Records for the exercise:

□ □ □ □ □

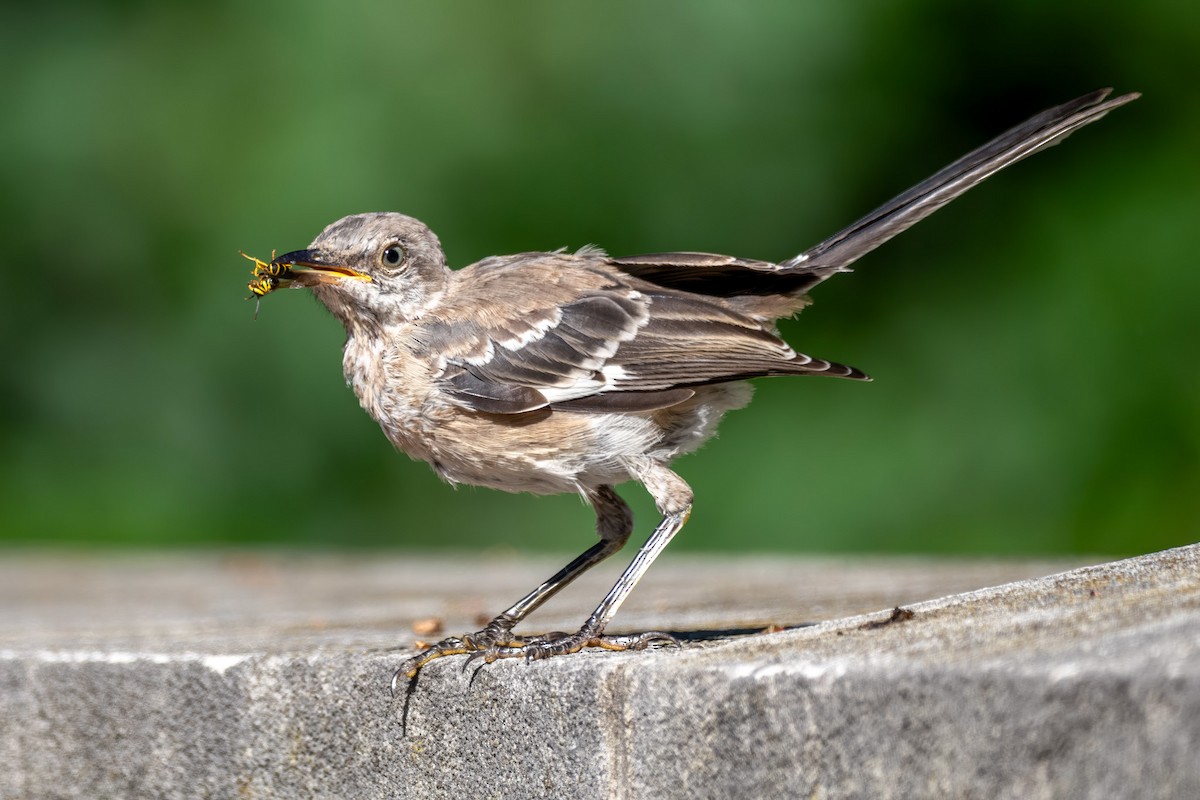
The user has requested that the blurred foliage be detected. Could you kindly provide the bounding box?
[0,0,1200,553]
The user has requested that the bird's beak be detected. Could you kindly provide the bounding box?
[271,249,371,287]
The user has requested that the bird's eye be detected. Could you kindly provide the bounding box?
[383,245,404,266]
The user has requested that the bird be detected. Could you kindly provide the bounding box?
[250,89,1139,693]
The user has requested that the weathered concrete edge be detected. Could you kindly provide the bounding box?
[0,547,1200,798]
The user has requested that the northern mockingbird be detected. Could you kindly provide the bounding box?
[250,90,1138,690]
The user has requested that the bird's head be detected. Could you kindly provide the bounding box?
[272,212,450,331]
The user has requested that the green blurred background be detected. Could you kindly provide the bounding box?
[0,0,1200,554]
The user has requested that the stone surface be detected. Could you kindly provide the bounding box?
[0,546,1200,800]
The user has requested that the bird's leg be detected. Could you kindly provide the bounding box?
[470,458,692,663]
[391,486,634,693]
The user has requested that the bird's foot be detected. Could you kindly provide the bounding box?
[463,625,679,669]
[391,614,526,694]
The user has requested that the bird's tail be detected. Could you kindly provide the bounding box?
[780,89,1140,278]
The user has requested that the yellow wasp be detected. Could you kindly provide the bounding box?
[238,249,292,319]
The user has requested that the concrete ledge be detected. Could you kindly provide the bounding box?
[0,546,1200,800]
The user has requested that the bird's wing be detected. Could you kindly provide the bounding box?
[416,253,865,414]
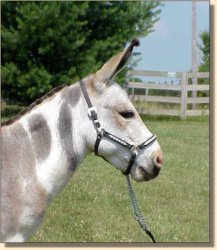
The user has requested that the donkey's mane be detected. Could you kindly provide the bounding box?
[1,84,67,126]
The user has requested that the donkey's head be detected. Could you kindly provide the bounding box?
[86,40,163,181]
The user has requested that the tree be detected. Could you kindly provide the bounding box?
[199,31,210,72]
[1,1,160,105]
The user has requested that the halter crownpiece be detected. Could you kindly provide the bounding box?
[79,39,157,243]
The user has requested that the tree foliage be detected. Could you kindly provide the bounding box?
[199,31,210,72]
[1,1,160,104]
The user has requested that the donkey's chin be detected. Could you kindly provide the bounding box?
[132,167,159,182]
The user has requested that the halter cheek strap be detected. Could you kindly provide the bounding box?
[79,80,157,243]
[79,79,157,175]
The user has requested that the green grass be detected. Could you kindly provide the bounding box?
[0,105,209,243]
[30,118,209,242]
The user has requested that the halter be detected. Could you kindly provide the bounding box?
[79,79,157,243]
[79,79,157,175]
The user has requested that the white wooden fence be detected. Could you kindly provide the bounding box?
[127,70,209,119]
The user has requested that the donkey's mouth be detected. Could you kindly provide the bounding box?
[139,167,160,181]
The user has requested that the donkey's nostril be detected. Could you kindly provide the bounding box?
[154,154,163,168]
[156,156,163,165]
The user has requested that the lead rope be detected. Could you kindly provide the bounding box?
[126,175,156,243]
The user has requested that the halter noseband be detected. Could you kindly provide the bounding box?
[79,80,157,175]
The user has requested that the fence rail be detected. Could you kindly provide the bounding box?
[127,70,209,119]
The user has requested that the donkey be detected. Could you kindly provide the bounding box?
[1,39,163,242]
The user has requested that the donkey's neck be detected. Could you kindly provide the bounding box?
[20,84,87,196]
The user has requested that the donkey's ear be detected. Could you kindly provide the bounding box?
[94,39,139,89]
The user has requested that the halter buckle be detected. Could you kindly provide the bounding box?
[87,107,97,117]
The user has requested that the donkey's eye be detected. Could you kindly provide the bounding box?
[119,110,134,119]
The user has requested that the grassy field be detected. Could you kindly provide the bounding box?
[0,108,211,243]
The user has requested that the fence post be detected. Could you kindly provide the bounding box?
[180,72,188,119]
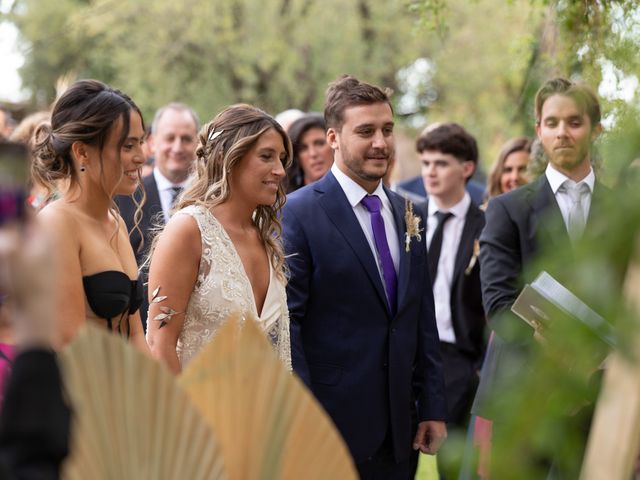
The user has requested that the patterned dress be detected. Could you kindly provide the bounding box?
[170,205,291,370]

□ □ □ □ □

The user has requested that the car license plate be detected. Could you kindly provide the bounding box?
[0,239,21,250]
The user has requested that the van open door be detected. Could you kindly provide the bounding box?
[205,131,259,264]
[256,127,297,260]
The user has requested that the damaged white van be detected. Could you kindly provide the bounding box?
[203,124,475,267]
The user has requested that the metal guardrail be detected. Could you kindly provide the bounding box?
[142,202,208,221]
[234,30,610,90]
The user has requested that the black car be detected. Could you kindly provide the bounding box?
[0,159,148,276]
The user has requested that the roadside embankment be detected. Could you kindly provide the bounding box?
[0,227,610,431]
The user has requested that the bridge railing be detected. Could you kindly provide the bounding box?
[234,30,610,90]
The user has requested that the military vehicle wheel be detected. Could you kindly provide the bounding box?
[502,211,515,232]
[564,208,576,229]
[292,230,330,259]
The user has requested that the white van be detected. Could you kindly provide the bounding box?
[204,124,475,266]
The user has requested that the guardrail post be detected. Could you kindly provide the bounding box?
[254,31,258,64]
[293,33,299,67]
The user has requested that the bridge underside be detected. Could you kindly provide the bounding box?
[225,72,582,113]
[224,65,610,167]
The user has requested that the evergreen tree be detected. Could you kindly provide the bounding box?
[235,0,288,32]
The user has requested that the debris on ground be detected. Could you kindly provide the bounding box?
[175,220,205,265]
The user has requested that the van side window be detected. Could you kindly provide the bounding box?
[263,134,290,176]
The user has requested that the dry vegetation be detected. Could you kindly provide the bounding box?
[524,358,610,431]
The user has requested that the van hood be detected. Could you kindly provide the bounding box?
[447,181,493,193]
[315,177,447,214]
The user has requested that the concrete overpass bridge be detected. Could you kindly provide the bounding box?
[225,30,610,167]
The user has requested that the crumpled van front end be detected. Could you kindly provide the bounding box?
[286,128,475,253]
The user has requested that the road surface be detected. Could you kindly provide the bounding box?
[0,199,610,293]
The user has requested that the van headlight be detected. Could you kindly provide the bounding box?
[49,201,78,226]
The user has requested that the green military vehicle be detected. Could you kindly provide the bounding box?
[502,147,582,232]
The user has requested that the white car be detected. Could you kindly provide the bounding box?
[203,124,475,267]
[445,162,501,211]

□ □ □ □ □

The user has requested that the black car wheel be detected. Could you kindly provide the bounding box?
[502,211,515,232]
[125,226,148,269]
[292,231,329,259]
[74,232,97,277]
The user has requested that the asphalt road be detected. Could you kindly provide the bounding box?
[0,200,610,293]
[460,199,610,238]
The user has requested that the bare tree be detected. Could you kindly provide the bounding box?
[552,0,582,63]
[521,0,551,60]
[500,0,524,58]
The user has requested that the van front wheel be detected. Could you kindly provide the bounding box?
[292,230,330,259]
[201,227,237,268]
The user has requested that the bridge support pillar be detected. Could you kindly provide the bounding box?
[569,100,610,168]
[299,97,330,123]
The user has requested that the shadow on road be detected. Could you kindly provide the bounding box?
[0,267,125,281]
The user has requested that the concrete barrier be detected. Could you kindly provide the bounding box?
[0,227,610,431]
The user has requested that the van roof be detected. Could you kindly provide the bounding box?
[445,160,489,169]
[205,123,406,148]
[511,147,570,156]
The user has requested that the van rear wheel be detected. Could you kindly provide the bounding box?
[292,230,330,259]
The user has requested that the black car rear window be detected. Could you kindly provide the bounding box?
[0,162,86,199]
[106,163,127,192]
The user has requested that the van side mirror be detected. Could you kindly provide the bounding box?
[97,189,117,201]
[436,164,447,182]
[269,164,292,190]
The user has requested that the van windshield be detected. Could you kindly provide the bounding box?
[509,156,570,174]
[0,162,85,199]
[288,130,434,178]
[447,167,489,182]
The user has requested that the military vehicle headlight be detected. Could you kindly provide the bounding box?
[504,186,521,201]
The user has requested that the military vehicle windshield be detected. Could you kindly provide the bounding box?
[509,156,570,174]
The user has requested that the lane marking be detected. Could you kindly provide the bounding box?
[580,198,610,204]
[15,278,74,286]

□ □ □ □ □

Work to complete:
Copy verbatim the part of the listing that opens with the line containing "The user has requested that the donkey's mouth" and closes with the line containing "[1,39,163,242]", both of those lines included.

Full output:
The user has requested that the donkey's mouth be detected. Could you kindly provide the bounding box?
[139,167,160,181]
The user has requested that the donkey's nostril be detected. Could you kindly provide the bounding box?
[154,154,163,168]
[156,156,163,165]
The user has requested that the lead rope be detected. Could you kindly provide the bounding box?
[126,175,156,243]
The user has requested that the halter noseband be detected. Could you kindly provide the bounding box?
[79,80,157,175]
The user has requested that the fence rail be detected. Could you kindly provide the bounding box?
[127,70,209,119]
The user has requested that the donkey be detected. Could you kindly provide the bounding box?
[1,39,163,242]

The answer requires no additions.